— Instructions for the task —
Could you retype each of the items below exactly, character for character?

================

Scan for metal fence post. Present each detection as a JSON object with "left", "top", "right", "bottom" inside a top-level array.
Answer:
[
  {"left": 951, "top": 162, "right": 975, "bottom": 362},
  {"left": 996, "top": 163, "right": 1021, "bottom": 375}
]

================

— Full output —
Scan for metal fence post. Present each detection as a JSON object with "left", "top", "right", "bottom" inside a top-level array.
Answer:
[
  {"left": 951, "top": 162, "right": 975, "bottom": 362},
  {"left": 996, "top": 163, "right": 1021, "bottom": 375}
]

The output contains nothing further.